Problem description:
Write out the review of Two Worlds 2 below in full, reproducing every word and punctuation mark without alteration.

Excerpt:

__________

Let’s get this out of the way right at the start: Two Worlds 2 is better than the original. So, if any of you out there were cringing at the thought of another Two Worlds, you can rest a little easier. Developer Reality Pump seems to have addressed this sequel humbly, with an eye to their own failures on the first Two Worlds. The second game is better in many ways that matter quite a bit, but it’s also still faltering in a few key ways as well. The result is a game that I can recommend, but with an asterisk.
Two Worlds 2 is a far more technically-sound game than its predecessor. Where the first game had a huge number of severe graphical glitches, the second game has next to none. However, that doesn’t mean that the game is even close to perfect. But it gets the really important things right, and that’s what matters. The low points of the game weren’t enough to keep us from enjoying the highs.

__________

(Entries from a dataset)
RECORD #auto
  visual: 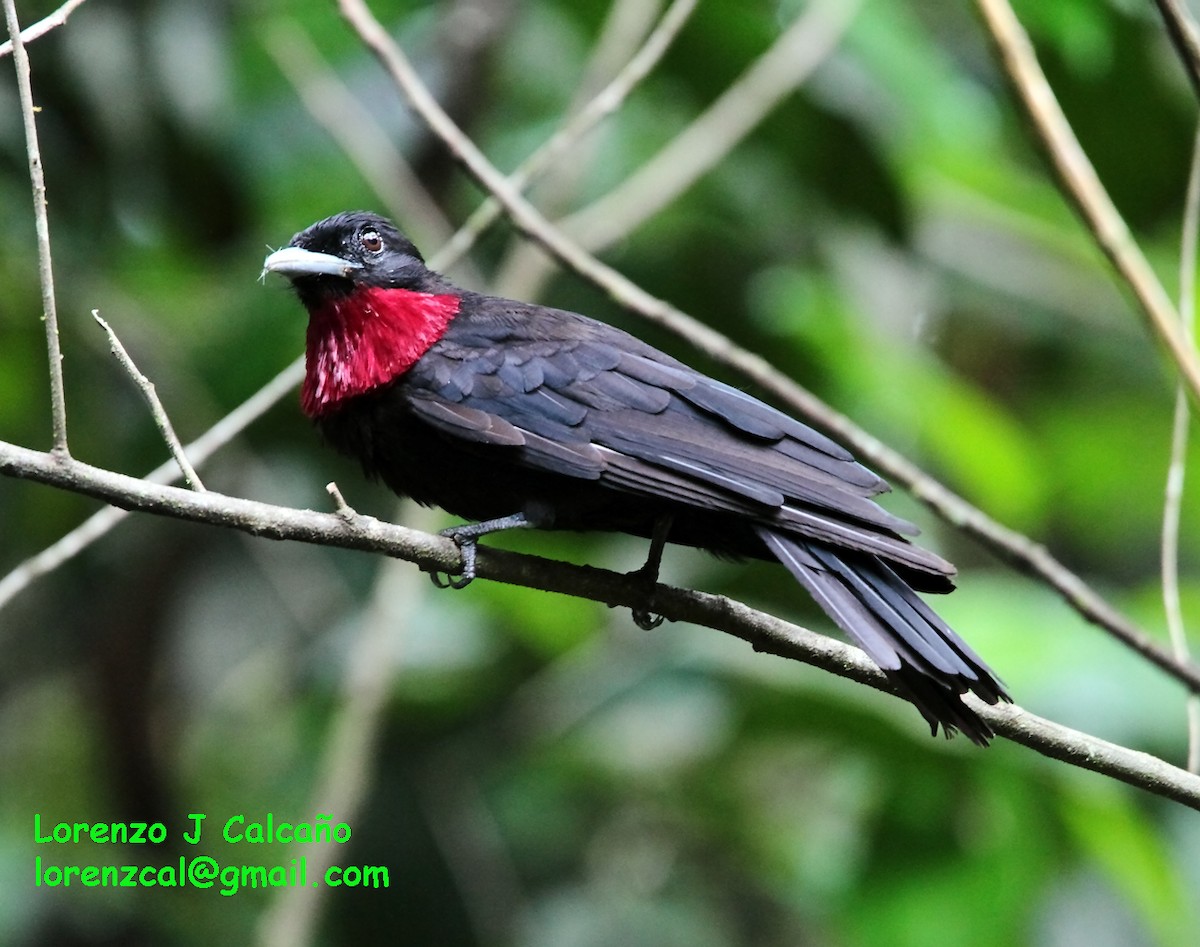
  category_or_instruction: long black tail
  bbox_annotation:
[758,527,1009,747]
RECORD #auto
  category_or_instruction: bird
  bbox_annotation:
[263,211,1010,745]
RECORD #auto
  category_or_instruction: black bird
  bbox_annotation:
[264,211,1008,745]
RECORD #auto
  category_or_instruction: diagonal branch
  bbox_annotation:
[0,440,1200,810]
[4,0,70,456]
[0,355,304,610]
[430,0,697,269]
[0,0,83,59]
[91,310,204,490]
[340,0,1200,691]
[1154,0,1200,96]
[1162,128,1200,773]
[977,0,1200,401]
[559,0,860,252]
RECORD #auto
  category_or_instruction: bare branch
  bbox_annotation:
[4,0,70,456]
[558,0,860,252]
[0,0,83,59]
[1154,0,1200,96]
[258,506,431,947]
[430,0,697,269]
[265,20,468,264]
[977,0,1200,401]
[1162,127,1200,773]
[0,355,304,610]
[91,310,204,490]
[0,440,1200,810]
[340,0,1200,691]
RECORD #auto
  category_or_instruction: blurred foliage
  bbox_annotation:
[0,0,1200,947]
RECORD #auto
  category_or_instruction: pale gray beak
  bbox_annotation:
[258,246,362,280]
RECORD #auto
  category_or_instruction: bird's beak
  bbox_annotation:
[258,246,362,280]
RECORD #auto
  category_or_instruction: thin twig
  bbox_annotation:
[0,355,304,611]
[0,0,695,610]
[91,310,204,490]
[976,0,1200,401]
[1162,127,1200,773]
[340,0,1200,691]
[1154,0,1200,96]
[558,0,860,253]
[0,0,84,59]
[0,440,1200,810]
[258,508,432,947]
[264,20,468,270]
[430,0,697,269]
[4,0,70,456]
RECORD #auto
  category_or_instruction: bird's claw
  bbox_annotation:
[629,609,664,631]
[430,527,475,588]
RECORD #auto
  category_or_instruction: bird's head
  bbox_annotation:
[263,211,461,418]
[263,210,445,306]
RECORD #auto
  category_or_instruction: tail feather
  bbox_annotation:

__________

Task solution:
Let’s get this out of the way right at the start: Two Worlds 2 is better than the original. So, if any of you out there were cringing at the thought of another Two Worlds, you can rest a little easier. Developer Reality Pump seems to have addressed this sequel humbly, with an eye to their own failures on the first Two Worlds. The second game is better in many ways that matter quite a bit, but it’s also still faltering in a few key ways as well. The result is a game that I can recommend, but with an asterisk.
Two Worlds 2 is a far more technically-sound game than its predecessor. Where the first game had a huge number of severe graphical glitches, the second game has next to none. However, that doesn’t mean that the game is even close to perfect. But it gets the really important things right, and that’s what matters. The low points of the game weren’t enough to keep us from enjoying the highs.